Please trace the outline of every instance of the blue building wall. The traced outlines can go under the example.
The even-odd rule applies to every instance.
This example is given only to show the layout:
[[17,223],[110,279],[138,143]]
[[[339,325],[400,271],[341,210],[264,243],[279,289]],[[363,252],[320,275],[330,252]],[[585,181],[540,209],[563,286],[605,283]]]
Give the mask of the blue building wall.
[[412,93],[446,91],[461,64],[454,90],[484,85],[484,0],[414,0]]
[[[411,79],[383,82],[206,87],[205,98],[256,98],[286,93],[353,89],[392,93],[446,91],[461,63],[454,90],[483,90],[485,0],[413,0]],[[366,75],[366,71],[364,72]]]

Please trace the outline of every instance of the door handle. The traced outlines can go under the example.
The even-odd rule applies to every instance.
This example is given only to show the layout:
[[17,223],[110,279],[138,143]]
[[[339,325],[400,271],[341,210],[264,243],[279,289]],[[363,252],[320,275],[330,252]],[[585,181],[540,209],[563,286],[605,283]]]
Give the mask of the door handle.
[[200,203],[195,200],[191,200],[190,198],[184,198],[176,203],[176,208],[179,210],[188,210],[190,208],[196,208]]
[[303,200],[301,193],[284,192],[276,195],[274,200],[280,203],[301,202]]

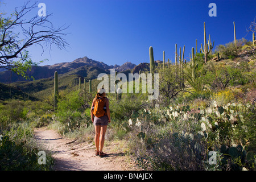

Problem =>
Rewrite all of the rows above, changing every "door handle" to "door knob" and leaving the rest as it is. Omit the pictures.

Response =>
Please trace the outline of every instance of the blue building wall. The traced outlines can go under the example.
The even-odd rule applies to every instance.
This example is given only to show the layout:
[[17,223],[110,279],[138,143]]
[[[339,325],[400,271],[341,210],[264,243],[279,289]],[[363,252],[320,275],[330,252]],[[585,181],[540,209],[563,286],[605,283]]]
Give the mask of the blue building wall.
[[412,93],[446,91],[461,64],[454,90],[484,85],[484,0],[414,0]]
[[[411,79],[383,82],[206,87],[205,98],[256,98],[286,93],[353,89],[392,93],[446,91],[461,63],[454,90],[483,90],[485,0],[413,0]],[[366,75],[366,71],[364,72]]]

Please trace the outline of every instance of the door knob. The traced outlines can go under the example.
The even-odd rule applies to every instance.
This example is given only to show the layout:
[[17,223],[110,279],[138,143]]
[[[339,325],[400,271],[341,210],[264,243],[279,289]],[[363,252],[320,275],[330,252]],[[585,181],[540,209],[563,286],[605,283]]]
Give the mask of the door knob.
[[200,203],[195,200],[191,200],[190,198],[184,198],[176,203],[176,208],[179,210],[188,210],[190,208],[196,208]]
[[303,200],[301,193],[284,192],[276,195],[274,200],[280,203],[301,202]]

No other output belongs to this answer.